**ACTIVITY:** Type the entries out again exactly as they read, but leave every picture behind.

※ ※ ※

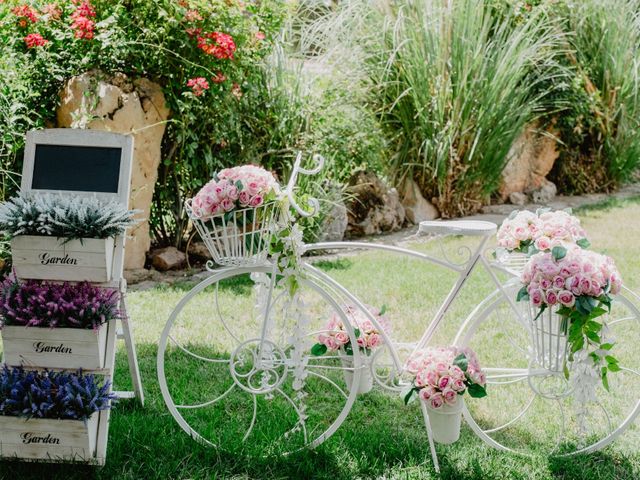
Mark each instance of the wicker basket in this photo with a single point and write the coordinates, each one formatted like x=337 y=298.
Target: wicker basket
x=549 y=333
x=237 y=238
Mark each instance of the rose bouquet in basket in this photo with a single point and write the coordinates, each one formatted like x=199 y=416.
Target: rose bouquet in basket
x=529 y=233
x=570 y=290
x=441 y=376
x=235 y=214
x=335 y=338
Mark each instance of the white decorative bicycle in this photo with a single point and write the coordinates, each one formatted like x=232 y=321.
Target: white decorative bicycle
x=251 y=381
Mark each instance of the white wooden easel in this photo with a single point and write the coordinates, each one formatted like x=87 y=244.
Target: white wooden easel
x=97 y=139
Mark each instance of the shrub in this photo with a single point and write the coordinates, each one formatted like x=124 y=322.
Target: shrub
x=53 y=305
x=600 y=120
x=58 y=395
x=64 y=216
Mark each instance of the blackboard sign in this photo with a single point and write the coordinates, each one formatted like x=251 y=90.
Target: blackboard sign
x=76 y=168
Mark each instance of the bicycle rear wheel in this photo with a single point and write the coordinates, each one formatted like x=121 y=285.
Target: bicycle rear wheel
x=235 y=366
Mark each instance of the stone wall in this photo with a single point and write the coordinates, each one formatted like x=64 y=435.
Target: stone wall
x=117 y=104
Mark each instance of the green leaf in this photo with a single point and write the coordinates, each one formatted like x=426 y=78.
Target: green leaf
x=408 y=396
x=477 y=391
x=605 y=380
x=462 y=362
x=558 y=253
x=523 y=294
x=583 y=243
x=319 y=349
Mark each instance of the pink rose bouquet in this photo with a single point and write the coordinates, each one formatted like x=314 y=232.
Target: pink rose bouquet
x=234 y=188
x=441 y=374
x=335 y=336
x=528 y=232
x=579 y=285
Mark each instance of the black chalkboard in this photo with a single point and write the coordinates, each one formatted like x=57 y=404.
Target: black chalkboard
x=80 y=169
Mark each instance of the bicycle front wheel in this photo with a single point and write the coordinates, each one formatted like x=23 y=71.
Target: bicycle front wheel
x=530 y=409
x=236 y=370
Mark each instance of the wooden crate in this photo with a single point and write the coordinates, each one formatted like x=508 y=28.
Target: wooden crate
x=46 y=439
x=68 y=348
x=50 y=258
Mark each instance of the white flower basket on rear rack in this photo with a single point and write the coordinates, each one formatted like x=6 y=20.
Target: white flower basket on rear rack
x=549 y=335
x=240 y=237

※ ※ ※

**EXPECTED OUTPUT:**
Mark each instance of the wicker basket in this photo with a single point and write the coordinates, each one formatted like x=337 y=298.
Target: wicker basket
x=549 y=333
x=237 y=238
Mark each instance of the rose bouquet in basket in this photo with a single point and write the coordinates, each one formatted like x=199 y=416.
Target: rose bouquet in basket
x=529 y=233
x=570 y=290
x=441 y=376
x=235 y=214
x=335 y=338
Mark each instance of the white decorative bicycle in this photo with a single point and write the coordinates, each one formatted like x=232 y=321.
Target: white decorative bicycle
x=251 y=381
Mark each instance of the white wooden easel in this photo with a single point and write the coordinates, each one formatted like x=87 y=244.
Target: white wooden easel
x=97 y=139
Mark each instance of the shrub in this photo with a single point and write the coordinates, each one formatted like x=124 y=322.
Target: shrub
x=53 y=305
x=600 y=120
x=58 y=395
x=64 y=216
Mark each instance of the blackboard sign in this photo with a single point and write the coordinates, each one formatted like x=251 y=90.
Target: blackboard sign
x=76 y=168
Mark each instance of the bicycle rear wheel in this photo with a single point and write the coordinates, each one formatted like x=121 y=285.
Target: bicycle rear wheel
x=235 y=366
Mark each instance of the stone wall in this photo with a single point and write the coordinates, each one formatted like x=64 y=435.
Target: stone wall
x=117 y=104
Mark each instance of the green leaf in this photo with a single point and write the coordinates, each one formatted like x=426 y=78.
Target: green leaf
x=408 y=396
x=477 y=391
x=605 y=380
x=462 y=362
x=558 y=253
x=523 y=294
x=583 y=243
x=319 y=349
Mark each instance of the pink rose bouquet in this photo with a single point and write the coordinates, each one formatted like x=314 y=232.
Target: pink rose bouquet
x=234 y=188
x=441 y=374
x=335 y=336
x=528 y=232
x=579 y=285
Mark each instance of the black chalkboard in this photo with a single point and write the coordinates, each one formatted like x=57 y=404.
Target: black chalkboard
x=80 y=169
Mark each instance of the bicycle front wheel in this photo with a single point and write the coordinates, each one formatted like x=23 y=71.
Target: bicycle front wheel
x=530 y=409
x=236 y=370
Mark each instance of the wooden crate in this photo with a single point and write the coordinates, each one formatted like x=508 y=28.
Target: wooden crate
x=46 y=439
x=68 y=348
x=50 y=258
Mark each instance of the white flower basket on rear rack in this photo with a single point and write the coordinates, each one formatted like x=6 y=20.
Target: white flower basket on rear rack
x=549 y=335
x=240 y=237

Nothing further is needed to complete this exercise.